* start EXTRACT *

Millions of Americans Are Missing These Tax Credits in 2026 — And the IRS Isn’t Going to Call You

Here’s the contrarian take nobody in personal finance wants to say out loud: the IRS system is not designed to help you find money you’re…

Millions of Americans Are Missing These Tax Credits in 2026 — And the IRS Isn't Going to Call You
Millions of Americans Are Missing These Tax Credits in 2026 — And the IRS Isn't Going to Call You

Here’s the contrarian take nobody in personal finance wants to say out loud: the IRS system is not designed to help you find money you’re owed. It is designed to collect money you owe. That distinction matters enormously when you’re talking about billions of dollars in unclaimed tax credits sitting dormant every single filing season.

I’ve spent the last several weeks talking to tax preparers, reading through IRS guidance, and reviewing what’s changed for the 2025 tax year — the one most Americans are filing right now in spring 2026. What I found was uncomfortable: a significant share of working families are leaving anywhere from a few hundred to several thousand dollars on the table, year after year, simply because the credits are confusing, undersold, or buried in IRS language that reads like a legal contract.

This isn’t a story about loopholes. These credits are written directly into the tax code, available to anyone who qualifies. The problem is awareness — and the cost of that knowledge gap is real.

KEY TAKEAWAY
The IRS estimates that roughly 1 in 5 eligible Americans does not claim the Earned Income Tax Credit each year — a credit worth up to $7,830 for families with three or more qualifying children in tax year 2025.

The Scale of What’s Being Left Behind

The numbers are staggering once you start pulling them together. According to IRS EITC data, the Earned Income Tax Credit alone goes unclaimed by millions of eligible households annually. The average EITC amount received by those who do claim it runs approximately $2,500 — but for families with multiple children, that figure climbs sharply.

Beyond the EITC, there are credits for child care costs, education expenses, retirement savings, and health insurance premiums — each with its own eligibility thresholds, phase-outs, and paperwork requirements. Most people who miss them aren’t gaming the system; they genuinely don’t know the credit applies to their situation.

$7,830
Max EITC for 3+ children (tax year 2025)

1 in 5
Eligible Americans who skip the EITC each year

$2,000
Child Tax Credit per qualifying child

Part of the problem is that eligibility isn’t always obvious. A single adult with no children might assume the EITC doesn’t apply to them — but for tax year 2025, childless workers between ages 25 and 64 with income below roughly $18,600 may still qualify for a modest credit. It’s not a fortune, but it’s money the government has already allocated for them.

* end EXTRACT *

- WHAT YOU NEED TO DO
Write out, word for word, the passage of the tax credits article that opens with the words "The numbers are" and closes with "to their situation.".

* start DATA RECORDS *

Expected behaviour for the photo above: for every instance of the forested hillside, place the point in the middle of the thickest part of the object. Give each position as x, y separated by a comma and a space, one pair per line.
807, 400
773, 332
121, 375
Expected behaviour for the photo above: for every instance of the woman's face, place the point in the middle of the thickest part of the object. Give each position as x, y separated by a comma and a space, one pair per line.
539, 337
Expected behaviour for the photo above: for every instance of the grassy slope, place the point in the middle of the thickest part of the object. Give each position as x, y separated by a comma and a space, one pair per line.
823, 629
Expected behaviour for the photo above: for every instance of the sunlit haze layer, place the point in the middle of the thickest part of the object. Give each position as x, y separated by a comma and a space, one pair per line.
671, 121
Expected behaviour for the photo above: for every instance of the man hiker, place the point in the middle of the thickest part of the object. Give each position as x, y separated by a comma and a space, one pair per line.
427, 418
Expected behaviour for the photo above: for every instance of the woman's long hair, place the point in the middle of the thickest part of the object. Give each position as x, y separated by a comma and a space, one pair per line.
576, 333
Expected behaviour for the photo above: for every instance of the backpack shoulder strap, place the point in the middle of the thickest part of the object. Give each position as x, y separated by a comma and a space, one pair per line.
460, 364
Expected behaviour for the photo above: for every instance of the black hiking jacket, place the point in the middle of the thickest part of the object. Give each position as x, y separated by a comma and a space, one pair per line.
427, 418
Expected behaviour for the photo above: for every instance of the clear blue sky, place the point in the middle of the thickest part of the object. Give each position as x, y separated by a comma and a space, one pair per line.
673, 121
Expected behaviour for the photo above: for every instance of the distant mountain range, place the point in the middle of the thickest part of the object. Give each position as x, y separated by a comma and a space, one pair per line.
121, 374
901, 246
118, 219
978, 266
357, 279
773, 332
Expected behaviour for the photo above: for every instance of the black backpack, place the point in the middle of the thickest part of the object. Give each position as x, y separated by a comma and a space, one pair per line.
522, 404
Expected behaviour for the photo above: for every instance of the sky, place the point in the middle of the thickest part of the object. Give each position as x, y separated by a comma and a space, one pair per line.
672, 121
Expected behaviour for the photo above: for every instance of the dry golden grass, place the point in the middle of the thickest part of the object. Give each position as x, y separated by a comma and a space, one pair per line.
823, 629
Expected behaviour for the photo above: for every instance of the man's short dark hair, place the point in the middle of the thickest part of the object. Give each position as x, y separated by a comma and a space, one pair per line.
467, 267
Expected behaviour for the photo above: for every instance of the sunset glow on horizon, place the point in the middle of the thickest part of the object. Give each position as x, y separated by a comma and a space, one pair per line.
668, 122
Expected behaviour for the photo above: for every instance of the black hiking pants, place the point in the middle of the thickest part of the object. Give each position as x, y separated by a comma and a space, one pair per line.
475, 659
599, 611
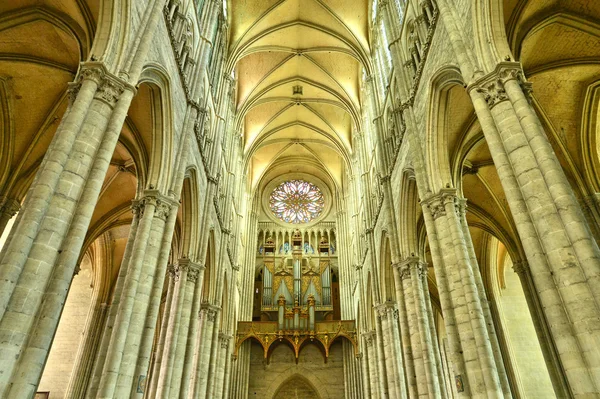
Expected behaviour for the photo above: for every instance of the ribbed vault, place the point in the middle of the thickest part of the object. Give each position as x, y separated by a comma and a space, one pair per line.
298, 65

* end DATA RECORDS *

- EXERCISE ANSWER
The numbers are staggering once you start pulling them together. According to IRS EITC data, the Earned Income Tax Credit alone goes unclaimed by millions of eligible households annually. The average EITC amount received by those who do claim it runs approximately $2,500 — but for families with multiple children, that figure climbs sharply.

Beyond the EITC, there are credits for child care costs, education expenses, retirement savings, and health insurance premiums — each with its own eligibility thresholds, phase-outs, and paperwork requirements. Most people who miss them aren’t gaming the system; they genuinely don’t know the credit applies to their situation.